== TEXT FOR ANALYSIS ==
■ ■ ■ ■ ■
- Born: 17 November 1903
- Died: 20 December 1986 (aged 83) Salzburg, Austria
- Engineering career
- Discipline: Aerospace engineering

= Ferdinand Brandner =

Austrian aerospace designer & SS officer (1903-1986)

Ferdinand Brandner (17 November 1903 – 20 December 1986) was an Austrian aerospace designer and an SS Standartenführer in Nazi Germany. While interned in the Soviet Union under Operation Osoaviakhim following World War II, he played a major role in designing the Kuznetsov NK-12, the most powerful turboprop engine ever built.

==Life==
Brandner was born 17 November 1903 to Sudeten German parents in Vienna, his father being a low-ranking government official. He served in the Freikorps Oberland in 1921, and went on to study in Vienna, earning a degree in engineering in 1925. He began designing diesel engines for locomotives, working at the Humboldt-Deutz-Motoren AG in the Rhineland.

In 1930 Brandner joined the National Socialist Factory Organization and the Technical Engineers Division of the NSDAP, becoming an engineering consultant to the Austrian NSDAP in 1935. He would rise within the SS to the rank of Standartenführer.
■ ■ ■ ■ ■
== THE DATA ==

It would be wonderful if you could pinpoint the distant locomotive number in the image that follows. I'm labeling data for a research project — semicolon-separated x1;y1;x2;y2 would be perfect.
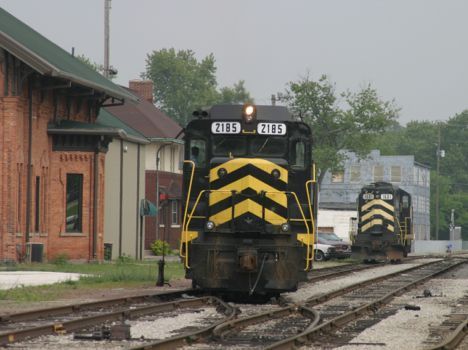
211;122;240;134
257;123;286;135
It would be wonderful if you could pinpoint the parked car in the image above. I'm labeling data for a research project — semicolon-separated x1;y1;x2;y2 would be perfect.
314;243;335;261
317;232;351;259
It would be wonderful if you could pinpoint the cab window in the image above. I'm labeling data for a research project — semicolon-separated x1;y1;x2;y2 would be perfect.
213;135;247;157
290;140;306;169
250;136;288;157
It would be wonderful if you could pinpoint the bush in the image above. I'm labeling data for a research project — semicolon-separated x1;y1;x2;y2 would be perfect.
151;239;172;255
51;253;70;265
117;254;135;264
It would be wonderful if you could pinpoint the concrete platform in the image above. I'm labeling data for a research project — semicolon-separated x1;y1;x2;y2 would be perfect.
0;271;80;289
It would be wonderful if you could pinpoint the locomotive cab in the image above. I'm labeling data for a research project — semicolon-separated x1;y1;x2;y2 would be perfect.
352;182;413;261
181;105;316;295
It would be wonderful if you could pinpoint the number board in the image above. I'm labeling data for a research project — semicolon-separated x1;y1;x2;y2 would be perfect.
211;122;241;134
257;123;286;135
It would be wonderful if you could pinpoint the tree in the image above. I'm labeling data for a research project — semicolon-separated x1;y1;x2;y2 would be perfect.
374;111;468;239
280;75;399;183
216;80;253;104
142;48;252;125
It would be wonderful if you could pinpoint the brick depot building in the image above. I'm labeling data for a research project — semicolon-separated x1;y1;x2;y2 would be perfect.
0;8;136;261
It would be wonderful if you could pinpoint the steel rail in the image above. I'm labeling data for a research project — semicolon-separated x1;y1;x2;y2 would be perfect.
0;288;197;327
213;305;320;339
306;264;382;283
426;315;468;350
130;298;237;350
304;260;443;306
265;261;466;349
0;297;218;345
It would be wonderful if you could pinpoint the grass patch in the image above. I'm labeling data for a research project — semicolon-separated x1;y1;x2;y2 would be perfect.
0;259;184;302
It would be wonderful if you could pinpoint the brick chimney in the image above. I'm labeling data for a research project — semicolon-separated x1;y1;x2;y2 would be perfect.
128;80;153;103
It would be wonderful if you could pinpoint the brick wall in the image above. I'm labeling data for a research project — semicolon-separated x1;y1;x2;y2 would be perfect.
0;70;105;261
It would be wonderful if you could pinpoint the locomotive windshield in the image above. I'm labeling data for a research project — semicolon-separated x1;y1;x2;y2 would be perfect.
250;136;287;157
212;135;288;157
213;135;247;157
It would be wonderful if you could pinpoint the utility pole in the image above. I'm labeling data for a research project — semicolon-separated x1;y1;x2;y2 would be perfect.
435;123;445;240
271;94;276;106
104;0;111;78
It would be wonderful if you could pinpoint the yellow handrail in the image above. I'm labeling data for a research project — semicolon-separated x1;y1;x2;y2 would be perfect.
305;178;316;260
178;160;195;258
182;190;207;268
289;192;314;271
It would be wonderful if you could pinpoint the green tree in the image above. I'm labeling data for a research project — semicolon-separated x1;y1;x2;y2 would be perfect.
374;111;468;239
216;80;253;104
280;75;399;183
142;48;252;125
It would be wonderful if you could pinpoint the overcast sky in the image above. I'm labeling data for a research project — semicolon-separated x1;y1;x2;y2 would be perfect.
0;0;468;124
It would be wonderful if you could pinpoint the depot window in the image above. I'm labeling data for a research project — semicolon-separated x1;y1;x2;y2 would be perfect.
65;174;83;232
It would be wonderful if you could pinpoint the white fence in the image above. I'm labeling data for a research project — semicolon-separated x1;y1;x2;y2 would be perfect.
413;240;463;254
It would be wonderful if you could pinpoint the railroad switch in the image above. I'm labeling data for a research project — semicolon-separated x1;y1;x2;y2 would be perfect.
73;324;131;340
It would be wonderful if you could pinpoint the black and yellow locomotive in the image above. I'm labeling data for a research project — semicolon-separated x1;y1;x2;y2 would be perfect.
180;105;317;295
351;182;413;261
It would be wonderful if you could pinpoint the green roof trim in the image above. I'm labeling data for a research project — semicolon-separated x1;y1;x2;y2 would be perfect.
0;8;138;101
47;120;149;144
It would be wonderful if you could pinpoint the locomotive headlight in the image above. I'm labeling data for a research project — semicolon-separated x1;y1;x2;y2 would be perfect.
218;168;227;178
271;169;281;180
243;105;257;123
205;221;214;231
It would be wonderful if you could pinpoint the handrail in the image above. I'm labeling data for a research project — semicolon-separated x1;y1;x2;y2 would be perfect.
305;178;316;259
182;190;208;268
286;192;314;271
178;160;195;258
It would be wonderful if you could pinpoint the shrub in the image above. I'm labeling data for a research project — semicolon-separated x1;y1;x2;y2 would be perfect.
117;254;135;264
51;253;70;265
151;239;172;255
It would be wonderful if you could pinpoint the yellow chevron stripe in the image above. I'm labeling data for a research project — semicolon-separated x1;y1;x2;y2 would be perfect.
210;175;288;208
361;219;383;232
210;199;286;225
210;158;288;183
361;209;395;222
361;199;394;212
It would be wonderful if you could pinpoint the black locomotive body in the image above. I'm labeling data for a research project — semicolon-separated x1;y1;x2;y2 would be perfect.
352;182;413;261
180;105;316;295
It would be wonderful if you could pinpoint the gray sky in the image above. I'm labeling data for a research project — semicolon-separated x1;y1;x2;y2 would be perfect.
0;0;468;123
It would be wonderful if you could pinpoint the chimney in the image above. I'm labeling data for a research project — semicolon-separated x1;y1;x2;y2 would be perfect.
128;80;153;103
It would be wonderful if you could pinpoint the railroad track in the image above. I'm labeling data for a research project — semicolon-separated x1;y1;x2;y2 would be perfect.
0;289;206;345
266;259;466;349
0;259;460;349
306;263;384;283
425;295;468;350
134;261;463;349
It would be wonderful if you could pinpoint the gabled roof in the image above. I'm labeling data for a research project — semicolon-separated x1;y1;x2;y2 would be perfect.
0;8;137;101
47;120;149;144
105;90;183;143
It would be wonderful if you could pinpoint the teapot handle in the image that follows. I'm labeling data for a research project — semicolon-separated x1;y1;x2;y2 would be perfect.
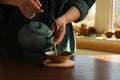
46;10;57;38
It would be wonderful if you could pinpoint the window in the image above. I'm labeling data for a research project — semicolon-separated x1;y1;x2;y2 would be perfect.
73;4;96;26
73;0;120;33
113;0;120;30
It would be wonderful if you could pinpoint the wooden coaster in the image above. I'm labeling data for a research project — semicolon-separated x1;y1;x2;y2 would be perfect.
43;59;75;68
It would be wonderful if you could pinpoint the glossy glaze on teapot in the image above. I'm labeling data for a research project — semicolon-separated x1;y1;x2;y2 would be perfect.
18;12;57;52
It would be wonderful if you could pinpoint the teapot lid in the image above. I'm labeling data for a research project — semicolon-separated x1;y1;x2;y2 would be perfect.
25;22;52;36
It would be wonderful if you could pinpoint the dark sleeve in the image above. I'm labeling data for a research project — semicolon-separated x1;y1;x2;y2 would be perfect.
■ ■ ■ ■ ■
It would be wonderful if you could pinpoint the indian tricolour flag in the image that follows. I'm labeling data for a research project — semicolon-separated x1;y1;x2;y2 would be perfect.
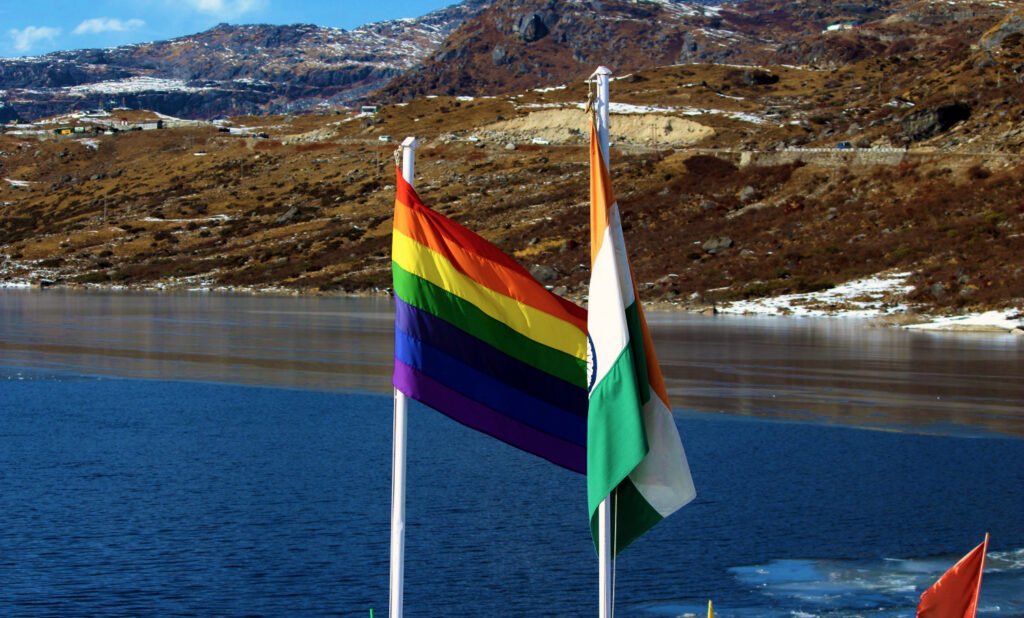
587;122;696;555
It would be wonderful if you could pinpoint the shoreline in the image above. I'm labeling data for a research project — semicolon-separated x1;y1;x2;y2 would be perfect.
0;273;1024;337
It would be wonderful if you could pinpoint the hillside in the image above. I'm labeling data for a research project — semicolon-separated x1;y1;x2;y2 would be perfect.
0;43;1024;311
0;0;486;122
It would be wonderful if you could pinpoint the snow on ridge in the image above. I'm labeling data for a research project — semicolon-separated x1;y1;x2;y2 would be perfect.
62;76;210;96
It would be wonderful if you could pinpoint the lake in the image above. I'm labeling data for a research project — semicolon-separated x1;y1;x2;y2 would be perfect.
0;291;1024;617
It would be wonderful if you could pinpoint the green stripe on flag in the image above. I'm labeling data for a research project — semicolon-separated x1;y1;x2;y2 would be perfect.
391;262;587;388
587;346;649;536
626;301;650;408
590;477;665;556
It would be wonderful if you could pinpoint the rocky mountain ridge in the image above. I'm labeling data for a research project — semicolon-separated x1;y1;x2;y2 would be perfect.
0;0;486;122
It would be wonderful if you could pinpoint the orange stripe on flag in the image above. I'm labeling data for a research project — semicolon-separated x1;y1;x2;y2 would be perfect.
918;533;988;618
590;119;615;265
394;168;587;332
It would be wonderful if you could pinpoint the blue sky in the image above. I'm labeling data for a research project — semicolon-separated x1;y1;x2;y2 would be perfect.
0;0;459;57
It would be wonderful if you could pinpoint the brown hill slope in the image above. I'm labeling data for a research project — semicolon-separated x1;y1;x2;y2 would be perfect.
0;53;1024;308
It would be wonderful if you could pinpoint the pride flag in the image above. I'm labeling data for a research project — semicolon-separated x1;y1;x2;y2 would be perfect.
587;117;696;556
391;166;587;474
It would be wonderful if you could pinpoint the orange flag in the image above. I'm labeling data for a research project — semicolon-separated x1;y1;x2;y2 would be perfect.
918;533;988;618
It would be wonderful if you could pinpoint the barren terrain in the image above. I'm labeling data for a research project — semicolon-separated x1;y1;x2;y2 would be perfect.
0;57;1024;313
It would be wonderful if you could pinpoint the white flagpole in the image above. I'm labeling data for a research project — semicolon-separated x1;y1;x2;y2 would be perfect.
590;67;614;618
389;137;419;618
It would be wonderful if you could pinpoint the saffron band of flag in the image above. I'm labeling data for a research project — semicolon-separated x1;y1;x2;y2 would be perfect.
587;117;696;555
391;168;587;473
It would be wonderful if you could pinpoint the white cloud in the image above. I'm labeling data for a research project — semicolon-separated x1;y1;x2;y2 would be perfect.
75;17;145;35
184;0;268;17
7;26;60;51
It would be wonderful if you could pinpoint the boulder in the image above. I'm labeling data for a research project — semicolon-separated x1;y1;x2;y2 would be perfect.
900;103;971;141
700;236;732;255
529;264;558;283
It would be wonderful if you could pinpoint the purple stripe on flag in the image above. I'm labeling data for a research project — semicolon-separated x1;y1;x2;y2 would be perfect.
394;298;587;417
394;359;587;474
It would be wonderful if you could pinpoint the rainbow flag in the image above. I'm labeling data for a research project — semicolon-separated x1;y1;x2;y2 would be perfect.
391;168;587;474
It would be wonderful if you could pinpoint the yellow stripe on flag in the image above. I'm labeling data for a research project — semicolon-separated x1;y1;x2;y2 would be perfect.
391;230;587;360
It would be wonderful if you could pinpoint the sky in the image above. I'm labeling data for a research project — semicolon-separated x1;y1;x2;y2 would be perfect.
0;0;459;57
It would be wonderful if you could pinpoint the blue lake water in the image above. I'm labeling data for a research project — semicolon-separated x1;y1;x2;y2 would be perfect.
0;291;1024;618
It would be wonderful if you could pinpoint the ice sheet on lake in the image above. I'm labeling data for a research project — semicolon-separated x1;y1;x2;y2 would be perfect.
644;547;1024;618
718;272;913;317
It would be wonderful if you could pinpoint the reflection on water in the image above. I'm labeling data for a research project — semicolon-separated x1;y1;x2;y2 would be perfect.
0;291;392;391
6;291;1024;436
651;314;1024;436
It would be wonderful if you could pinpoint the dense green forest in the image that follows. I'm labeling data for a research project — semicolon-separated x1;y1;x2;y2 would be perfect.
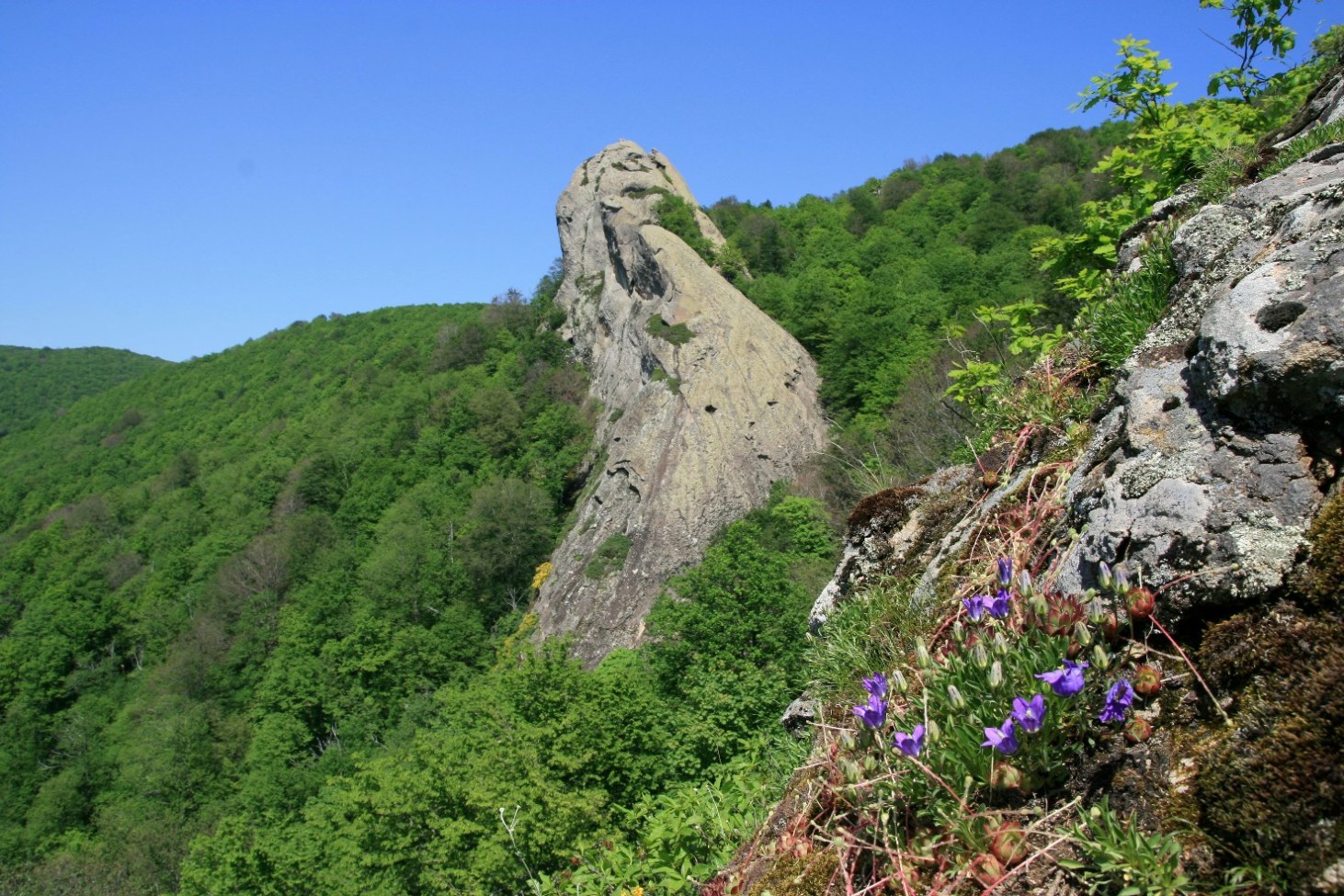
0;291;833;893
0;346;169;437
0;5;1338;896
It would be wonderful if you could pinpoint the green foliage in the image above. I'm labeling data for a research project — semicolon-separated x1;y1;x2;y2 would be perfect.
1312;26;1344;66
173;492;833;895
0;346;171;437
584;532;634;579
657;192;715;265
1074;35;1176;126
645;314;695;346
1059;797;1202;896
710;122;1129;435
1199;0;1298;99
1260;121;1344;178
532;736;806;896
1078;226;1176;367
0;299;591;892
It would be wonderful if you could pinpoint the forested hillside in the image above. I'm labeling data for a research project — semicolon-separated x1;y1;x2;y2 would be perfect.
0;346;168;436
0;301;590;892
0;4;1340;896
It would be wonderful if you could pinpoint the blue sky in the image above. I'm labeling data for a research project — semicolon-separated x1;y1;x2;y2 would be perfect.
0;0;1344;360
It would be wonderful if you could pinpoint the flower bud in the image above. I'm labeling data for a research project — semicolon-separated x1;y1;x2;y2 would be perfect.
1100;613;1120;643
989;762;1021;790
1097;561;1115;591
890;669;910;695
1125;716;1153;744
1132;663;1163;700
■ ■ ■ ■ ■
== TASKS AND EXERCISES ==
(1) According to the text about Ferdinand Brandner, in what year did he earn his engineering degree?
(2) Carry on the text about Ferdinand Brandner, picking up right after its last sentence.
The items are separate material and are not part of the text about Ferdinand Brandner.

== RESULTS ==
(1) 1925

(2)
By 1936 Brandner was working at the Junkers-Motorenbau factory in Dessau designing aircraft engines, and eventually assisted with the war effort for Germany.

In the spring of 1945, Brandner was captured by the Soviet Red Army trying to flee to Prague near the end of World War II. He was flown to Moscow as part of Operation Osoaviakhim, where he was assigned to work with Nikolai Dmitriyevich Kuznetsov. Eventually the Soviets dismantled the Junkers factory in Dessau and the BMW factory in Stassfurt, moving them to Kuibyshev in the Soviet Union.

Longing to escape communism, he was released from the Soviet Union in 1953, where he returned to Austria. He began working at Maschinenfabrik Andritz AG as the technical director. From there he became managing director at BMW Aircraft Engines.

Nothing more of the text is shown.